Goal of the exercise => Write the line that includes "Indicate the forsythia" and all subsequent lines, exactly as written, and nothing more.

[Position annotation records]
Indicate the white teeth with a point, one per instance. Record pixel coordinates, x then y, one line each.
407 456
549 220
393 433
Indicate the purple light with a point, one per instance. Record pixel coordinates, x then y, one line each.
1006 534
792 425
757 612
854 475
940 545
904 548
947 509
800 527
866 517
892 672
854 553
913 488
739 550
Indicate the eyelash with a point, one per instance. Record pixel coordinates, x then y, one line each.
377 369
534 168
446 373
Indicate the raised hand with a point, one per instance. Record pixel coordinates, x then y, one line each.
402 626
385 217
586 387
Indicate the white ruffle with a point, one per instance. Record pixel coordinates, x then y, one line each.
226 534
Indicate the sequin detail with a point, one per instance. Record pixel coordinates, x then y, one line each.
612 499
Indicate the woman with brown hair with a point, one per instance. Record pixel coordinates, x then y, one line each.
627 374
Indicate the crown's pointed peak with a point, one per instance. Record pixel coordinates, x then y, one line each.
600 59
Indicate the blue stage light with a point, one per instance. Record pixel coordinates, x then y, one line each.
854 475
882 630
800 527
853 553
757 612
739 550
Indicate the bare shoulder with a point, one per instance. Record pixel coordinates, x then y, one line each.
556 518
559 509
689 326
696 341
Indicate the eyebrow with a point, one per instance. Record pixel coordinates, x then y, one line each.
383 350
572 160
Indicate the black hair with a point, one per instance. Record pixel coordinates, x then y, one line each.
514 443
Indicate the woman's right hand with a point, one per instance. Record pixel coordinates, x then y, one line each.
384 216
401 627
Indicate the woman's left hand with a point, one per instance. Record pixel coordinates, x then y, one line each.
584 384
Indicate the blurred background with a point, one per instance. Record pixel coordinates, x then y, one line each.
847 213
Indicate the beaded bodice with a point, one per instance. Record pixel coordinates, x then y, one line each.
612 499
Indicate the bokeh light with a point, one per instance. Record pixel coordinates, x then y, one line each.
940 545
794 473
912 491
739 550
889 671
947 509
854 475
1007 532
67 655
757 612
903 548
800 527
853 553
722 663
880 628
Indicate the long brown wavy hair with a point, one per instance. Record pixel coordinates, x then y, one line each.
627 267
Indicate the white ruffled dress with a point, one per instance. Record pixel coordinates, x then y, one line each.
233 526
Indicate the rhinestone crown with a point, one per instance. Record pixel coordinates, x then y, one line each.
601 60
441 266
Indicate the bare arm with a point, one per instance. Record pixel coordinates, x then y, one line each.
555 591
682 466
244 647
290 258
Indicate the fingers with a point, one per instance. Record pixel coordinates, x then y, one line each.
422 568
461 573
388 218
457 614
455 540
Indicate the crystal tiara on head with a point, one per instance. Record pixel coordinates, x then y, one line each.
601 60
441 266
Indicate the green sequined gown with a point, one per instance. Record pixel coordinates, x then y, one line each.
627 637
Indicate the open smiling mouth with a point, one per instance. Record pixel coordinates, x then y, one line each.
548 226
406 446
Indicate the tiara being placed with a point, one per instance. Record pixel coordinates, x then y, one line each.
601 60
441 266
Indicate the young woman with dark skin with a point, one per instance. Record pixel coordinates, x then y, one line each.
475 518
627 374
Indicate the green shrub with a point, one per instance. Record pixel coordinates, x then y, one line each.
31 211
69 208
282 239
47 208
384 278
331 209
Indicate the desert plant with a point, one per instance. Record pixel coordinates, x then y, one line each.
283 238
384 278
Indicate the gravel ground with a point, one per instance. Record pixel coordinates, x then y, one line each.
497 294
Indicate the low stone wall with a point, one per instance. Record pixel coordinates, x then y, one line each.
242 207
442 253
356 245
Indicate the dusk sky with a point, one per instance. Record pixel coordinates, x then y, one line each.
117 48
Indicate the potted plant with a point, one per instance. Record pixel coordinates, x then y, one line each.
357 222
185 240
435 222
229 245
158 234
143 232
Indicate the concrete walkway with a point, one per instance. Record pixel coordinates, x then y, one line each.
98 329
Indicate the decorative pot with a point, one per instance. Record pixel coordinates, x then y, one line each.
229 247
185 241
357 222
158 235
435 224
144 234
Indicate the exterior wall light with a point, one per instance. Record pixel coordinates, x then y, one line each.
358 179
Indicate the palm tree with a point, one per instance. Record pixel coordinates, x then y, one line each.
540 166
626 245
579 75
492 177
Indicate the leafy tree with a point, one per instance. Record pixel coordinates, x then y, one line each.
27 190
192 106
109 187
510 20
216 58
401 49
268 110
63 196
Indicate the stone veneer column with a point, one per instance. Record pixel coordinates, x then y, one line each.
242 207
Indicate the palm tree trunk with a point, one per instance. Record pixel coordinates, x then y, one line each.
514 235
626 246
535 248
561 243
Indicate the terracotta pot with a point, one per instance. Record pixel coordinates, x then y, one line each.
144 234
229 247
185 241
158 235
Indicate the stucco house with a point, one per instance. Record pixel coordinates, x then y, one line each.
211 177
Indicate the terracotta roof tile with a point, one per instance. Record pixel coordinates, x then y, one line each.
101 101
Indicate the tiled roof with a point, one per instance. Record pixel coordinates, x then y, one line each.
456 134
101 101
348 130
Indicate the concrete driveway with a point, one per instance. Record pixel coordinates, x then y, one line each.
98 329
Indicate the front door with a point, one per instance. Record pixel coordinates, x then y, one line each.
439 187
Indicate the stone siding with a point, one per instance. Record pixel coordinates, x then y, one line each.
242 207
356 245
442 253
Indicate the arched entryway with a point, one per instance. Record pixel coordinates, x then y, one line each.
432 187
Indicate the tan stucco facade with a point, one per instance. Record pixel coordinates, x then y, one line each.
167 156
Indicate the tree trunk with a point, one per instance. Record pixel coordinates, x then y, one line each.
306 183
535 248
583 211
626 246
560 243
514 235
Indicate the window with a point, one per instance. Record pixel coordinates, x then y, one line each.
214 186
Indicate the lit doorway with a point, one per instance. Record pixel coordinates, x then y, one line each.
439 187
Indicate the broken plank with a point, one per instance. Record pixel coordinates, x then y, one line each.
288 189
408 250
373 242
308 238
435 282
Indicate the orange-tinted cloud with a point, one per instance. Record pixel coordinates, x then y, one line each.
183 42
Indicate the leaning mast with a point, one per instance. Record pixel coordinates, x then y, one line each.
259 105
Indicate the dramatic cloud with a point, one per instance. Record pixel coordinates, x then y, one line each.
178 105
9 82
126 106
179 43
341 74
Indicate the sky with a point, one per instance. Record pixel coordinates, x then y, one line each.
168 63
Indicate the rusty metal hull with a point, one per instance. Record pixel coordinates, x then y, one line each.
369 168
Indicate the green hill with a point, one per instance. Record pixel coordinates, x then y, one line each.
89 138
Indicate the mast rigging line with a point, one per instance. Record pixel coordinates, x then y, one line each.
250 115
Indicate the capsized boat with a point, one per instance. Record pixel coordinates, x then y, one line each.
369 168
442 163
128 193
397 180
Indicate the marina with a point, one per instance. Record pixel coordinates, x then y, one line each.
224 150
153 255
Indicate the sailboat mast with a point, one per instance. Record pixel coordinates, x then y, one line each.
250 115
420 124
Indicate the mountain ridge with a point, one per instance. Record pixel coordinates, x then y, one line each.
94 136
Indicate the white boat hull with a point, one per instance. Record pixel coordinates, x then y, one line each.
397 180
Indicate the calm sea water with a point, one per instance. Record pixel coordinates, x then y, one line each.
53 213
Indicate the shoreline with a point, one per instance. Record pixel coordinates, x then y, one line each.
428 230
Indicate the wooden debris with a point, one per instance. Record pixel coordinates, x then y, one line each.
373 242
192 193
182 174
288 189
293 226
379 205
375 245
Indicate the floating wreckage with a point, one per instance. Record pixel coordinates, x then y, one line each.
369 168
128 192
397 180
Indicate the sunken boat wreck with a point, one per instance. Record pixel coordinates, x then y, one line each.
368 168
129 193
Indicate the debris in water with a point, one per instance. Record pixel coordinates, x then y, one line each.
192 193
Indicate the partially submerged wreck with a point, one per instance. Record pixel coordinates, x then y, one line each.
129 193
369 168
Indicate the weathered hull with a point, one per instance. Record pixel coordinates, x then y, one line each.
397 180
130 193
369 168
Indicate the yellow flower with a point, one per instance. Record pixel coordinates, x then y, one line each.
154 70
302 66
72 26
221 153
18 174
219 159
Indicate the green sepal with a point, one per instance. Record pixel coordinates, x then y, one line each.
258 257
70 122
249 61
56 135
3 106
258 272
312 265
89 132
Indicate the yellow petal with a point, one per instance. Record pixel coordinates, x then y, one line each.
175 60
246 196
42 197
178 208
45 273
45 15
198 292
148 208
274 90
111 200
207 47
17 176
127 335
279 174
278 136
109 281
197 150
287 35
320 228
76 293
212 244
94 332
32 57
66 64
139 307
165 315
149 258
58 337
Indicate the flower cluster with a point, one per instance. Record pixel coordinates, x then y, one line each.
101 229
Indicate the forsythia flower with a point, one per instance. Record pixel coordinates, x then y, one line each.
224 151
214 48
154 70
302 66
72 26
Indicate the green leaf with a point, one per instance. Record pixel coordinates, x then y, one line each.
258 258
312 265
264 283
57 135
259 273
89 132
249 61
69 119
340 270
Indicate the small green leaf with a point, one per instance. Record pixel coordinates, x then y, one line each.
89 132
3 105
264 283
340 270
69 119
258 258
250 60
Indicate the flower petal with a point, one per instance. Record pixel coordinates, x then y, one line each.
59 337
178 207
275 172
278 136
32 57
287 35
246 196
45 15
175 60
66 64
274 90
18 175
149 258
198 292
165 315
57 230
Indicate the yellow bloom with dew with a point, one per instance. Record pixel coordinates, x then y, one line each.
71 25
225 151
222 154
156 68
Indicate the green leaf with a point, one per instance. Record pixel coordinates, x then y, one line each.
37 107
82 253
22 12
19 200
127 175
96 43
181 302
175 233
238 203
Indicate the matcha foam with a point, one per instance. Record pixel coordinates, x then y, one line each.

Task result =>
Indicate the forsythia flower with a point, one per instance. Record pixel coordinates, x then y, one line each.
224 151
214 48
154 70
302 66
72 26
Indicate the green leaf with a point, one per instance. Record pixel coordinates, x then y, one line each.
258 258
312 265
264 283
57 135
259 273
89 132
249 61
69 119
340 270
Indicate the small green leaf with a point, one per instance. Record pixel coordinates, x then y, one line each.
89 132
3 105
264 283
340 270
69 119
258 258
250 60
Indicate the flower petal with a point, one per instance. Record pixel coordinates, x then y, one line each.
59 337
178 207
275 172
278 136
32 57
287 35
246 196
45 15
175 60
66 64
274 90
18 175
149 258
198 292
165 315
57 230
Indicate the yellow bloom with dew with a point, one per instance. Record pixel coordinates, x then y, one line each.
71 25
225 151
222 154
156 68
Indicate the green leaf with a point, one per instance. Record pixel coordinates, x then y, one line each.
37 107
82 253
22 12
19 200
127 175
96 43
181 302
175 233
238 203
Indicate the matcha foam with a point, one per instance. Record pixel coordinates, x then y, one line each.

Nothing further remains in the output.